Entries from a point annotation set:
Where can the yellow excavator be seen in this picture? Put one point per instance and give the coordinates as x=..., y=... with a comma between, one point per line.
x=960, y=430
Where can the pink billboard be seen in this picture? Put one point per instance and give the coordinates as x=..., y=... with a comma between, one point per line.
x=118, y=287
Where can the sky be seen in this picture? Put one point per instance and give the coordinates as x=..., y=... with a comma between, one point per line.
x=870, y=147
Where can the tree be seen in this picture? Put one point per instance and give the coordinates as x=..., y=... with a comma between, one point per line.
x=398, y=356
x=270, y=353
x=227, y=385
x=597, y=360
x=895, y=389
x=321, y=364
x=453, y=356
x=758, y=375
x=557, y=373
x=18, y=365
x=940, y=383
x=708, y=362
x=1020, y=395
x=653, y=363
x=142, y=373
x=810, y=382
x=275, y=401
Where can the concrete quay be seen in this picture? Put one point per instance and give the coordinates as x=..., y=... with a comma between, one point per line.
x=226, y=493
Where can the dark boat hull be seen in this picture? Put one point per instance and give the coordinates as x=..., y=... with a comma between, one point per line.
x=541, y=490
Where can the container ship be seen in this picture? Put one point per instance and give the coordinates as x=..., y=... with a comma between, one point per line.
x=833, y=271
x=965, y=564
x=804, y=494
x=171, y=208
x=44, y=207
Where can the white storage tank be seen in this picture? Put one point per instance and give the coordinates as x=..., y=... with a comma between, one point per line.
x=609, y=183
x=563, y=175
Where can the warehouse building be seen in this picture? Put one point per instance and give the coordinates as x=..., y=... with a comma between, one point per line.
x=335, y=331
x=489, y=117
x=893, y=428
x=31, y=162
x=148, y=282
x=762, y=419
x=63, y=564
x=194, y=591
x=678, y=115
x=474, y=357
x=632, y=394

:: TO BE DONE ::
Recast everything from the record containing "Where can the container" down to the end of the records as a two-column CSV with the columns request and answer, one row per request. Put each request and its answer in a single quoted field, replacing line breaks with spaces.

:: PROBLEM SOLUTION ::
request,answer
"Where can the container ship be seen in this picture? Put one point per instance and give the coordinates as x=..., y=... with a comma between, one point per line.","x=833, y=271 x=965, y=564 x=804, y=494 x=171, y=208 x=44, y=207"
"Where can the white storage tank be seen in this picture? Put one point per instance and give the coordinates as x=..., y=... with a comma between, one point per line.","x=609, y=183 x=563, y=175"
"Where can the warehouse building be seen in this picture? Put one point per instance and give the coordinates as x=..., y=... with a comma between, one point per line.","x=335, y=331 x=489, y=117 x=893, y=428 x=31, y=162 x=148, y=282 x=762, y=419 x=63, y=564 x=194, y=591 x=678, y=115 x=474, y=357 x=632, y=394"